### WHAT YOU SHOULD DO
Rewrite the lines of the material below, replacing "distant mountain slope" with "far hillside" and leaving everything else unchanged.

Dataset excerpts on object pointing
================================

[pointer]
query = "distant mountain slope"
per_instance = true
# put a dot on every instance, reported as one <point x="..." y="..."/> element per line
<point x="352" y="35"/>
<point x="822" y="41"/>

================================

### SOLVED EXERCISE
[pointer]
query = "far hillside"
per_instance = true
# put a dot on every instance, reported as one <point x="..." y="..."/> element per line
<point x="352" y="35"/>
<point x="822" y="41"/>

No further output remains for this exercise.